Task to carry out: Decide whether each statement agrees with the abstract on matrix metalloproteinase peptidase activities, answering yes or no and quoting the deciding words: (a) MMP-1 favored the substitution of Cys(4-methoxybenzyl) for Leu in the P1' subsite; (b) increased thermal stability impaired substrate binding (K M); (c) activation energies were lower for MMP-14 hydrolysis of triple-helical substrates than for MMP-1.

Source extract:
Matrix Metalloproteinase Triple-Helical Peptidase Activities Are Differentially Regulated by Substrate Stability

• Published in: Biochemistry (Easton) Vol. 43; no. 36; pp. 11474 - 11481
• Main Authors: Minond, Dmitriy, Lauer-Fields, Janelle L, Nagase, Hideaki, Fields, Gregg B
• Format: Journal Article
• Language: English
• Published: United States American Chemical Society 14.09.2004
• Subjects: Amino Acid Sequence; Amino Acid Substitution; Collagen Type I - metabolism; Collagen Type II - metabolism; Collagen Type III - metabolism; Enzyme Activation; Enzyme Stability; Exopeptidases - chemistry; Exopeptidases - metabolism; Fluorescent Dyes - chemical synthesis; Fluorescent Dyes - metabolism; Humans; Hydrolysis; Matrix Metalloproteinases, Membrane-Associated; Metalloendopeptidases - chemistry; Metalloendopeptidases - metabolism; Molecular Sequence Data; Protein Structure, Secondary; Substrate Specificity; Temperature
• ISSN: 0006-2960; 1520-4995
• DOI: 10.1021/bi048938i

Matrix metalloproteinases (MMPs) are involved in physiological remodeling as well as pathological destruction of tissues. The turnover of the collagen triple-helical structure has been ascribed to several members of the MMP family, but the determinants for collagenolytic specificity have not been identified. The present study has compared the triple-helical peptidase activities of MMP-1 and MMP-14 (membrane-type 1 MMP; MT1-MMP). The ability of each enzyme to efficiently hydrolyze the triple helix was quantified using chemically synthesized fluorogenic triple-helical substrates that, via addition of N-terminal alkyl chains, differ in their thermal stabilities. One series of substrates was modeled after a collagenolytic MMP consensus cleavage site from types I−III collagen, while the other series had a single substitution in the P1‘ subsite of the consensus sequence. The substitution of Cys(4-methoxybenzyl) for Leu in the P1‘ subsite was greatly favored by MMP-14 but disfavored by MMP-1. An increase in substrate triple-helical thermal stability led to the decreased ability of the enzyme to cleave such substrates, but with a much more pronounced effect for MMP-1. Increased thermal stability was detrimental to enzyme turnover of substrate (k cat), but not binding (K M). Activation energies were considerably lower for MMP-14 hydrolysis of triple-helical substrates compared with MMP-1. Overall, MMP-1 was found to be less efficient at processing triple-helical structures than MMP-14. These results demonstrate that collagenolytic MMPs have subtle differences in their abilities to hydrolyze triple helices and may explain the relative collagen specificity of MMP-1.

Supplied material:
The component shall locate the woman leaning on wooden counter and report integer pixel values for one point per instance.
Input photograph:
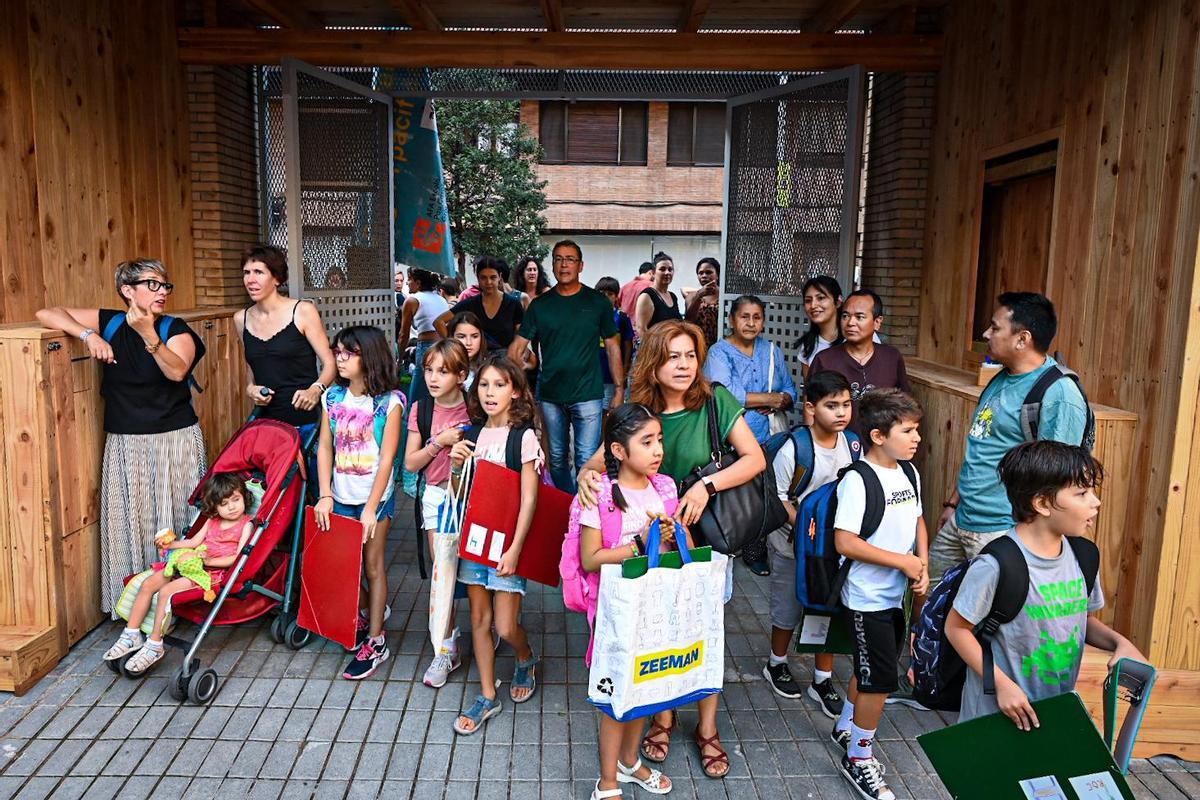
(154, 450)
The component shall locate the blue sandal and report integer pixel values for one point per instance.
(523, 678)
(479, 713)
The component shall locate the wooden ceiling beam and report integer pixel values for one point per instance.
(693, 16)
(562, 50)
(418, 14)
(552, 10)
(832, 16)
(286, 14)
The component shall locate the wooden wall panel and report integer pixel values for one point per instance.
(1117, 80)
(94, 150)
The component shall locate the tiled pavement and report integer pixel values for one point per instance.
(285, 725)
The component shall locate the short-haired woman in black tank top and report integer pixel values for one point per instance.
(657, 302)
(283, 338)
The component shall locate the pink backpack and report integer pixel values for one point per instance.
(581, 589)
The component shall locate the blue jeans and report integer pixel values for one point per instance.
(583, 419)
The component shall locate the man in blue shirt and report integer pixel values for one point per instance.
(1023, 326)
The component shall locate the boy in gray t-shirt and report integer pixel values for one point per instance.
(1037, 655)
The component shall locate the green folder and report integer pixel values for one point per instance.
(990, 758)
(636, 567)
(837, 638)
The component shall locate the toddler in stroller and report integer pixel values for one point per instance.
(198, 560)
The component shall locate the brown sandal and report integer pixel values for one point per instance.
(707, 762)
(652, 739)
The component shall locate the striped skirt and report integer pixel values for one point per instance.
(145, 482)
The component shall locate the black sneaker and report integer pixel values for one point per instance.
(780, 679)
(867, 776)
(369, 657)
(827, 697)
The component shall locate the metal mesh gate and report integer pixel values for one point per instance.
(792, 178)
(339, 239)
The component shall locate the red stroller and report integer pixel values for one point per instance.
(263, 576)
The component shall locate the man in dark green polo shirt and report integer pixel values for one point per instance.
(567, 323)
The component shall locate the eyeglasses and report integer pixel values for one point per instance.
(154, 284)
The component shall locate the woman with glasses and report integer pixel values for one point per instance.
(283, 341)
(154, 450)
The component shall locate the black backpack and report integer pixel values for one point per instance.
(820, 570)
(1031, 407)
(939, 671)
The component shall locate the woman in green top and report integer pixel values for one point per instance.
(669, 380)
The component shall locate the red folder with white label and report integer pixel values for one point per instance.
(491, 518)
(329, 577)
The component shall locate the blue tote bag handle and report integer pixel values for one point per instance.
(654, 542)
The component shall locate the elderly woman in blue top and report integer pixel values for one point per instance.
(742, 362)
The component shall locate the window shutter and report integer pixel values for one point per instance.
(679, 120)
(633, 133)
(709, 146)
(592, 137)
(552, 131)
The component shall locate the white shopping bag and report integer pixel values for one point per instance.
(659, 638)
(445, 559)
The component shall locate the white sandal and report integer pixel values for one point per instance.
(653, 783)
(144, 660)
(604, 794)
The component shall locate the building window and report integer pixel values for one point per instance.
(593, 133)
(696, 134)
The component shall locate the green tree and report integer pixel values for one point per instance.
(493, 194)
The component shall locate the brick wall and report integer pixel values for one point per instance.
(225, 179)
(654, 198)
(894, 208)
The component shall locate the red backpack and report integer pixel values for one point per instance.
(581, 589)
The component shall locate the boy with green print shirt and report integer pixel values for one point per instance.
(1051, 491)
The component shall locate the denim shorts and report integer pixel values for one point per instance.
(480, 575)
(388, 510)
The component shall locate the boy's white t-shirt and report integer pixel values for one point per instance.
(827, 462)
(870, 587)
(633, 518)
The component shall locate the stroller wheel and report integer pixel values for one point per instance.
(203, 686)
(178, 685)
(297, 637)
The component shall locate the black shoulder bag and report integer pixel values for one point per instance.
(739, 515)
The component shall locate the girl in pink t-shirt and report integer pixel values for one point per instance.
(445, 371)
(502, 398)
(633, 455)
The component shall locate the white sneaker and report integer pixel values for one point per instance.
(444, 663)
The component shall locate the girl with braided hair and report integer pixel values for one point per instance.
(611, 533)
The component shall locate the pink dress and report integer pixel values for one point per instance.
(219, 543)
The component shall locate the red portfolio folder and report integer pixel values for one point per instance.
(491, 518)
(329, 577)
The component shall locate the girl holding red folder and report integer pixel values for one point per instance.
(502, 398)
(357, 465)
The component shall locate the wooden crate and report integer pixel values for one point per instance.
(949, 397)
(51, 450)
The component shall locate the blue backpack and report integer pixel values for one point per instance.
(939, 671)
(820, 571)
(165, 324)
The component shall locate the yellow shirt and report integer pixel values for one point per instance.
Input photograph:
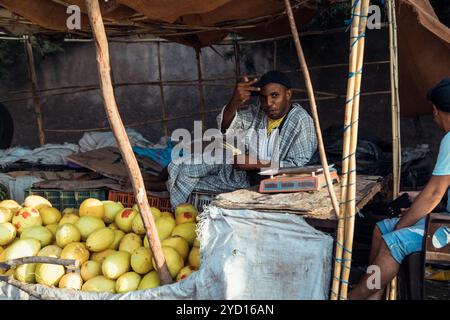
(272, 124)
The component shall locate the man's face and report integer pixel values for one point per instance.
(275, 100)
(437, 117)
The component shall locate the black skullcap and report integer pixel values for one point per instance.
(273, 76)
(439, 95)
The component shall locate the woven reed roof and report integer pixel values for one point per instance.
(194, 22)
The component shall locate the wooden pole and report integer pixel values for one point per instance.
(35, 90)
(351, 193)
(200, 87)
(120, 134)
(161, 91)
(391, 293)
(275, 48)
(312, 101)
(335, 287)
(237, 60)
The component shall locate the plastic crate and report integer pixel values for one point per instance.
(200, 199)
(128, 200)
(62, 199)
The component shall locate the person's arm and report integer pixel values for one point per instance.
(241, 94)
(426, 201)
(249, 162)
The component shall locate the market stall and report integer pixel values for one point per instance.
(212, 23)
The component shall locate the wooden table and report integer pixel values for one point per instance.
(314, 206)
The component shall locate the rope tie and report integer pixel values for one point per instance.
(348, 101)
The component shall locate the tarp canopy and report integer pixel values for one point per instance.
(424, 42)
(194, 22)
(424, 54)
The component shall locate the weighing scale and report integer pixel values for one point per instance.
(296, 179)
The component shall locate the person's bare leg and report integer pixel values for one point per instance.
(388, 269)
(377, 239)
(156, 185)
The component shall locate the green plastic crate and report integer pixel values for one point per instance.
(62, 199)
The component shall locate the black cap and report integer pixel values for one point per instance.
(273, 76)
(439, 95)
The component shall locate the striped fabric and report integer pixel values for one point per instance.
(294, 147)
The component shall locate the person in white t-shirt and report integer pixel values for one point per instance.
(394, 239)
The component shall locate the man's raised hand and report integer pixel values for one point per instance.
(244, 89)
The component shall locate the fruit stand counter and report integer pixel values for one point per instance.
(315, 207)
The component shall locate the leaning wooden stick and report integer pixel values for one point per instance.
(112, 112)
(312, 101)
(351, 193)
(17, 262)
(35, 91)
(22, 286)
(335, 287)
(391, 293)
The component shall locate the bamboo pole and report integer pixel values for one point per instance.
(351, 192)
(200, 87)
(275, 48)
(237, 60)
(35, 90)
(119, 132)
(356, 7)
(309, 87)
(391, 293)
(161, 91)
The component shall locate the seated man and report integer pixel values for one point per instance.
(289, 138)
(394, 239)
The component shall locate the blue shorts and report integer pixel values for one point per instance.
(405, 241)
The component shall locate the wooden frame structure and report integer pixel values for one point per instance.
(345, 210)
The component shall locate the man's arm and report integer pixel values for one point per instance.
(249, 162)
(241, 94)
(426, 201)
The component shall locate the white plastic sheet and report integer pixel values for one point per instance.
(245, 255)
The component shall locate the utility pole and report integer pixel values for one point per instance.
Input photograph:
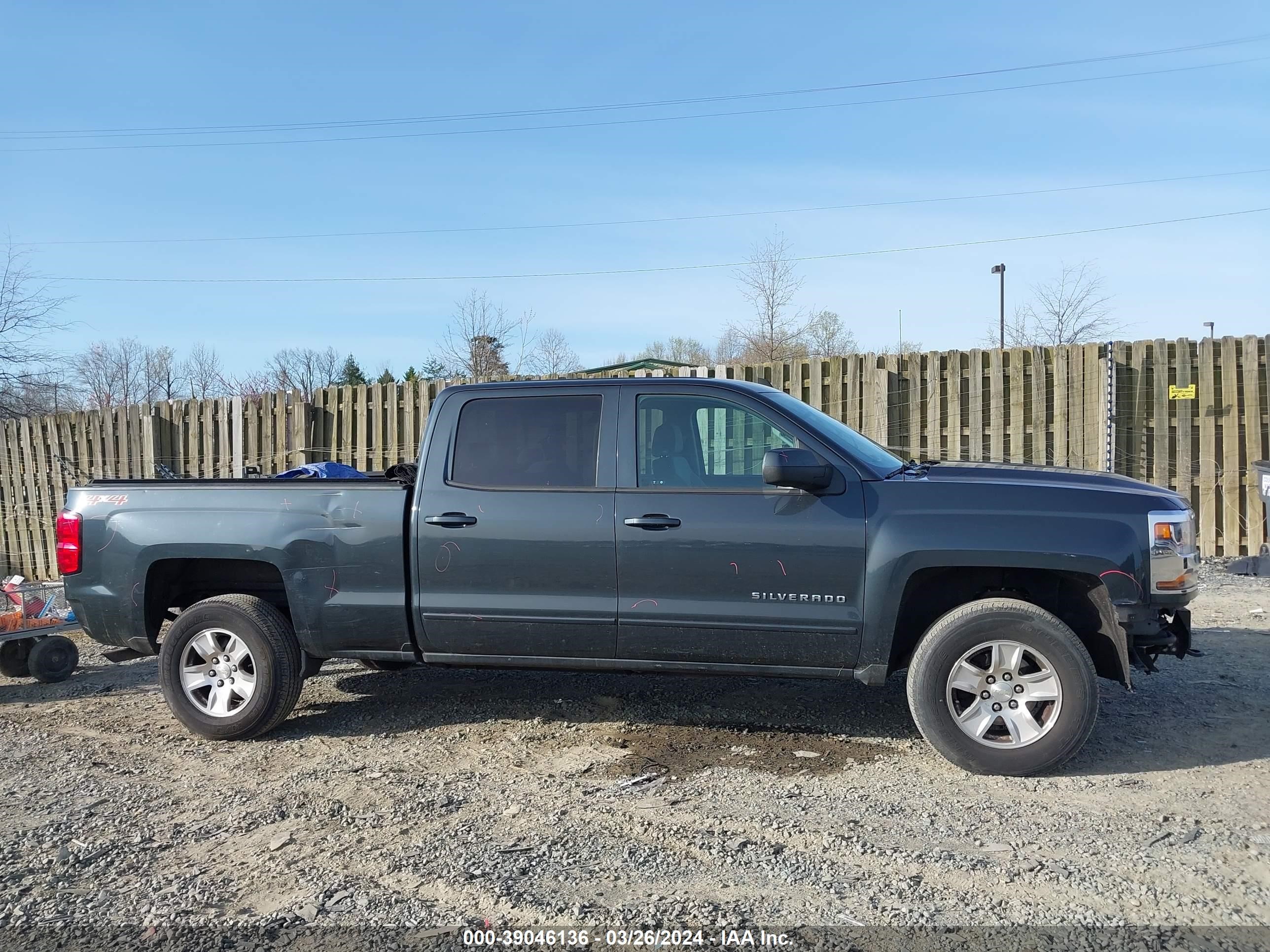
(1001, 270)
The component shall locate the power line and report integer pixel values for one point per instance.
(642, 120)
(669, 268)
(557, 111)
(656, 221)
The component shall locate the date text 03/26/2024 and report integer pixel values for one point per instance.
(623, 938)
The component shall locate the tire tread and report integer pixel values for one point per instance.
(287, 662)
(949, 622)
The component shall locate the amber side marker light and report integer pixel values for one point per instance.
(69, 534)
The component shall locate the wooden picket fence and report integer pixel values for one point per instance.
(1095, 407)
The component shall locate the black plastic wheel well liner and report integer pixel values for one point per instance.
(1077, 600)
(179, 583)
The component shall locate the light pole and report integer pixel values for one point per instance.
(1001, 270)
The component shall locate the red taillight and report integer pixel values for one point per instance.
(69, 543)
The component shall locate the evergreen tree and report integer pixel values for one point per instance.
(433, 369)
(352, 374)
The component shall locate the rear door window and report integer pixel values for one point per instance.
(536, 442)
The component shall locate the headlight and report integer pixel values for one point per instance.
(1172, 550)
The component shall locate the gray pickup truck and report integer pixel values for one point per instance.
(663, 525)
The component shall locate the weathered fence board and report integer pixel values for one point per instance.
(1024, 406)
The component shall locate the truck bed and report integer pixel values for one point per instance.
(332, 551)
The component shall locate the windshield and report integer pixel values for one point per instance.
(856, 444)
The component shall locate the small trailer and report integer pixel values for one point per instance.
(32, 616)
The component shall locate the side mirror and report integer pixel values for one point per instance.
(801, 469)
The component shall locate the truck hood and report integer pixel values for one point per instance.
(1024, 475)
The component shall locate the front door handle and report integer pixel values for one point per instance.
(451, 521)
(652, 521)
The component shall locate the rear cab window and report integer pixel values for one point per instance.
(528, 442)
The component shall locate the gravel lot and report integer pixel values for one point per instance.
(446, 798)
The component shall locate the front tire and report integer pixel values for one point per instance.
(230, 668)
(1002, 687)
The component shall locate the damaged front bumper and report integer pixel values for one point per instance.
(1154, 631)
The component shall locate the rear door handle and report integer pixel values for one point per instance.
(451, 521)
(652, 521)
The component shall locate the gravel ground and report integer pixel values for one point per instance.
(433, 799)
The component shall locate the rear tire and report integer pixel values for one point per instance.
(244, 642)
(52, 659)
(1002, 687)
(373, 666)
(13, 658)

Written response:
(a) No: "greatly favored by MMP-14 but disfavored by MMP-1"
(b) No: "Increased thermal stability was detrimental to enzyme turnover of substrate (k cat), but not binding (K M)."
(c) Yes: "Activation energies were considerably lower for MMP-14 hydrolysis of triple-helical substrates compared with MMP-1."